Tasks and exercises
(A) Tally the lines in the entries that contain the string "mountain" and reply with the count alone.
(B) Carry the forum thread on the hot water setup forward from where it stops.

::: Excerpted passage :::

# Hot water



## Paulie B (Oct 22, 2011)

Hello guys been a while since I've been on here. I'm looking for some ideas on a hot water set up. 

I have a client in an older farmhouse( well water) they have currently a 50 gallon electric hybrid water heater about a year old that they love. They are doing a good size expansion to there home. From 2 bathrooms to 5 bathrooms. They are a family of 5 with 3 young boys. They are getting a new heating system combo of radiant floors and hydro airs all powered by a propane on demand style viesman unit. They have asked me if they can incorporate the hybrid since it's new into the expansion plans. My initial idea is to maybe pipe the hybrid in first and then to a 40 gallon indirect unit. That would use the hybrid to do most of the work and the indirect to be a booster if they need it. Any suggestions of feedback would be appreciated.

::: Data shown :::

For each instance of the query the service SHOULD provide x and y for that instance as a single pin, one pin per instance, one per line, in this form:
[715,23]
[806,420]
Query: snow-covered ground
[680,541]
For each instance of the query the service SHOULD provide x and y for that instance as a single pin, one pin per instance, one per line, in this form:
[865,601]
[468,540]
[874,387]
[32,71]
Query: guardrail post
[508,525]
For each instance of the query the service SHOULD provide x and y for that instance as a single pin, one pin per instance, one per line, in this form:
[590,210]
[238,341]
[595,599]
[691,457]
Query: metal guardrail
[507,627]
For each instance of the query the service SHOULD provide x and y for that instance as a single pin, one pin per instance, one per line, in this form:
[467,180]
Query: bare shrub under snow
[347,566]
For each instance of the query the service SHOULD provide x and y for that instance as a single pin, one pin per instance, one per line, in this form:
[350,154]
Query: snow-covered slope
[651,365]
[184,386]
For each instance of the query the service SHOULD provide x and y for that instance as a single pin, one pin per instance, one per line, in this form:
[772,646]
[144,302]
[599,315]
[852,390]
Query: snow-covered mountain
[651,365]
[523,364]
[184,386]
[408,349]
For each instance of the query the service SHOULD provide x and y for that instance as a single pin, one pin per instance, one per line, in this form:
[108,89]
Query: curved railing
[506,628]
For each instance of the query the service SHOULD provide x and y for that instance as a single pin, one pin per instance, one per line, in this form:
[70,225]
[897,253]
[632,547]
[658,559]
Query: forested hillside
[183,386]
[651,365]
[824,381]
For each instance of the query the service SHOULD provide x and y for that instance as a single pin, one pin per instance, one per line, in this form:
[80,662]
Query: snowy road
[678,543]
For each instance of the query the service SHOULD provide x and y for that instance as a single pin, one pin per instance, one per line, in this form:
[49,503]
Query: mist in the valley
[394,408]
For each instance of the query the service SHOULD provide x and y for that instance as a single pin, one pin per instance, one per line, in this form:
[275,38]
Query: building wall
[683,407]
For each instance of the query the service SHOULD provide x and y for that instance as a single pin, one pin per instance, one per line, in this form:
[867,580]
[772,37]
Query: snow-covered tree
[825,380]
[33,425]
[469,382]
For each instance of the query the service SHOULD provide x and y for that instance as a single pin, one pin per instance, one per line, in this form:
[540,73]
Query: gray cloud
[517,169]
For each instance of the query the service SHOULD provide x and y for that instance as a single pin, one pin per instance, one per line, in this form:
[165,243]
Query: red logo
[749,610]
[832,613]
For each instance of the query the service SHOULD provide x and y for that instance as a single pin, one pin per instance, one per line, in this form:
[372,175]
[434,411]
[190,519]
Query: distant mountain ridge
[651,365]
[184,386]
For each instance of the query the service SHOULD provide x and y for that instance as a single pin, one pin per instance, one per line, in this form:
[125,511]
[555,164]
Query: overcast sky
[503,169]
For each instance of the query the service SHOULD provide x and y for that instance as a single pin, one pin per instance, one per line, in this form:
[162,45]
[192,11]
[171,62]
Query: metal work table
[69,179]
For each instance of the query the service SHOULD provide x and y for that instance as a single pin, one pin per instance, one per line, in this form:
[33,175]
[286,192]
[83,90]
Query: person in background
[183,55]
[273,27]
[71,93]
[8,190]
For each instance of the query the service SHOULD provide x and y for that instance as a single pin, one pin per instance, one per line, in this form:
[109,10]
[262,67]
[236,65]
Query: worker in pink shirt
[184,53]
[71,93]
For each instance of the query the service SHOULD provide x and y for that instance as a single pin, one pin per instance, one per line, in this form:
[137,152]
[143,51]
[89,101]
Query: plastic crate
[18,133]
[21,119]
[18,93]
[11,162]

:::

Answers below
(A) 2

(B)
Sent from my SM-G955U using Tapatalk


----------



## skoronesa (Oct 27, 2015)

Paulie B said:


> ...My initial idea is to maybe pipe the hybrid in first and then to a 40 gallon indirect unit. That would use the hybrid to do most of the work and the indirect to be a booster if they need it. Any suggestions of feedback would be appreciated.



Sounds great, just make sure the hot pipes are insulated and the hybrid is set to heat pump only/max eco mode. If the elements turn on at all it will cost more than the gas unit.










.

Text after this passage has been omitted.